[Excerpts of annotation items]
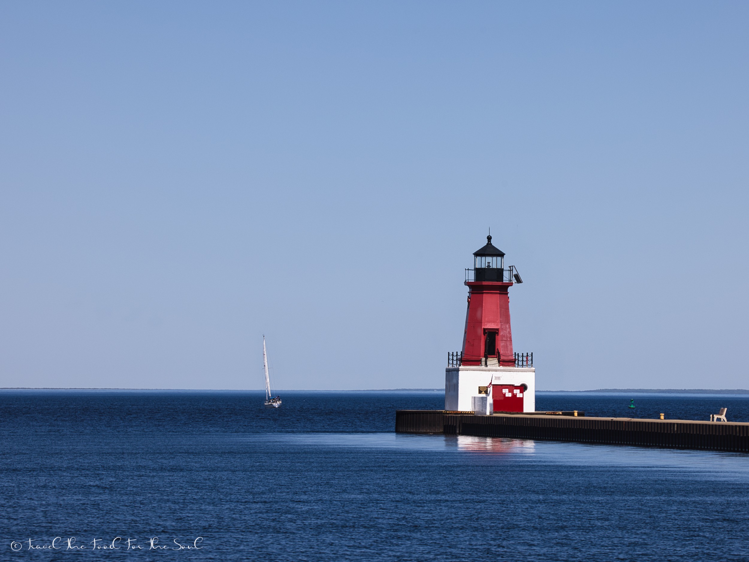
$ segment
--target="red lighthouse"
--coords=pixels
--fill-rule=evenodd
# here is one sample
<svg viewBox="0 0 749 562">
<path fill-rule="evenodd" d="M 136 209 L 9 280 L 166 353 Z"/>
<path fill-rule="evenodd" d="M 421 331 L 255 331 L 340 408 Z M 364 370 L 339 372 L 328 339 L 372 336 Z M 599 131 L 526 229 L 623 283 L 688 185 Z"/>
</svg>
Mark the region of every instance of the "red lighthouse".
<svg viewBox="0 0 749 562">
<path fill-rule="evenodd" d="M 505 270 L 505 253 L 486 237 L 486 246 L 473 253 L 473 269 L 466 270 L 468 312 L 463 336 L 463 365 L 515 366 L 507 289 L 523 282 L 511 265 Z"/>
<path fill-rule="evenodd" d="M 533 411 L 536 369 L 533 354 L 512 349 L 508 289 L 523 280 L 505 253 L 486 237 L 466 270 L 468 310 L 461 351 L 448 354 L 445 409 L 489 414 Z"/>
</svg>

TASK TO CARRY OUT
Copy out every line of the items above verbatim, leaving out the pictures.

THE REPLY
$ segment
--target="red lighthouse"
--coords=pixels
--fill-rule=evenodd
# here is one sample
<svg viewBox="0 0 749 562">
<path fill-rule="evenodd" d="M 136 209 L 9 280 L 166 353 Z"/>
<path fill-rule="evenodd" d="M 421 331 L 255 331 L 340 408 Z M 364 370 L 339 372 L 328 339 L 372 336 Z M 599 131 L 526 229 L 623 283 L 688 185 Z"/>
</svg>
Mark the region of every instance of the "red lighthouse".
<svg viewBox="0 0 749 562">
<path fill-rule="evenodd" d="M 505 270 L 505 253 L 486 237 L 486 246 L 473 253 L 473 269 L 466 270 L 468 312 L 463 336 L 463 365 L 515 366 L 507 289 L 523 282 L 511 265 Z"/>
<path fill-rule="evenodd" d="M 533 411 L 536 369 L 533 354 L 512 349 L 508 289 L 523 280 L 505 253 L 486 237 L 466 270 L 468 310 L 461 351 L 448 354 L 445 409 L 489 414 Z"/>
</svg>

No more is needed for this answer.